Extrait à lire:
>>>>>

Puis un jour, vers le mois de janvier, j'ai eu une surprise... J'avais un enfant très brillant dans cette classe, Maxime. Comme Antoine allait au service de garde avec Maxime, ils ont commencé à jouer aux échecs ensemble. Maxime, mon surdoué, aimait jouer aux échecs avec Antoine parce qu'il savait jouer. Ils se donnaient des trucs ensemble. Ça a été pour moi comme un déclic, j'ai demandé à Antoine de me montrer à jouer. On a commencé à avoir un lien comme ça. Ce moment a été décisif je crois dans le changement qui s'est opéré entre Antoine et moi. J'ai demandé au commissaire d'acheter des jeux. J'ai organisé une période de jeux d'échec et de dames aux récréations. Les plus faibles jouaient aux dames, ceux qui avaient plus de difficulté d'apprentissage. Je donnais à Antoine des responsabilités : «Peux-tu montrer ça à trois ou quatre amis pendant que je vais aller m'occuper de telle chose?» Des fois, il y avait des petits conflits, des petites chicanes, parce que lui, il suivait la règle, il savait le jeu parfaitement, mais les autres l'avaient modifiée. Je lui disais : «Laisse-leur une petite chance, ils commencent».

<<<<<

Données fournies:
>>>>>

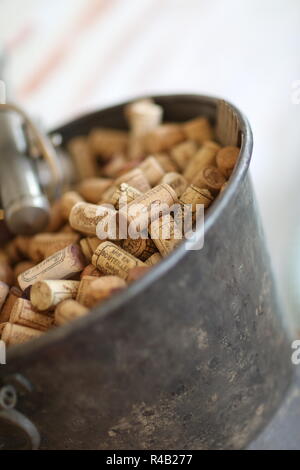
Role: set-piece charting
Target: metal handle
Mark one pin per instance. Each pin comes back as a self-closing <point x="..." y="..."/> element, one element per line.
<point x="17" y="432"/>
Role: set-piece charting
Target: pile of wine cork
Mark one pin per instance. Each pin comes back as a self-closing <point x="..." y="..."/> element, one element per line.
<point x="49" y="279"/>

<<<<<

Tâches à réaliser:
a. Relevez, dans l'extrait, toutes les propositions au passé composé qui ont pour sujet « je » (écrit « j' »).
b. D'après l'extrait, quels élèves jouaient aux dames pendant les récréations ?
c. Poursuivez l'extrait sur Antoine et les échecs à partir de sa dernière phrase.

Réponses aux tâches:
a.
- j'ai eu une surprise
- j'ai demandé à Antoine de me montrer à jouer
- J'ai demandé au commissaire d'acheter des jeux
- J'ai organisé une période de jeux d'échec et de dames aux récréations

b. Les plus faibles, ceux qui avaient plus de difficulté d'apprentissage.

c.
Bien sûr, Antoine n'a pas changé du tout au tout, des fois quand il dérapait, qu'il recommençait à se refermer, à se retirer, à dire non je ne le fais pas, ça ne me tente pas, je lui disais: « Écoute, tu as le choix, Antoine, c'est le temps d'arrêt et la poursuite de tes activités ou ça prend plus de temps parce que tu perds du temps de jeux.» C'était un enfant très up and down au niveau des humeurs. Je l'avais toujours à l'œil, je regardais toujours comment il fonctionnait, dans la classe je voyais où il était, j'observais tout le temps. Je disais: « Tu as le choix, tu sais qu'il y a des choses intéressantes, il y a des choses qui t'intéressent moins, mais il faut les faire quand même, alors tu as le choix de les faire ou de pas les faire sauf que si tu ne fais pas tes défis, tu es pénalisé.» Je négociais avec lui pour les périodes d'ordinateur, car il aimait beaucoup l'ordi, il n'en avait pas chez lui. Alors il a commencé à apprendre à rentrer dans la routine de la classe. On a développé comme une espèce de connivence ensemble, des fois il me disait non mais il me regardait avec son petit sourire puis il disait : « Je vais y aller ». Je pourrais dire que dans toute ma carrière, c'est un enfant avec qui il y a eu une connexion, un petit déclic, juste à le regarder, juste dans les yeux. Il me faisait énormément confiance, parce que je ne lui ai jamais menti, je lui ai toujours dit la vérité, j'étais conséquente. C'est un enfant qu'on devait aller chercher par la parole, le regard puis la patience.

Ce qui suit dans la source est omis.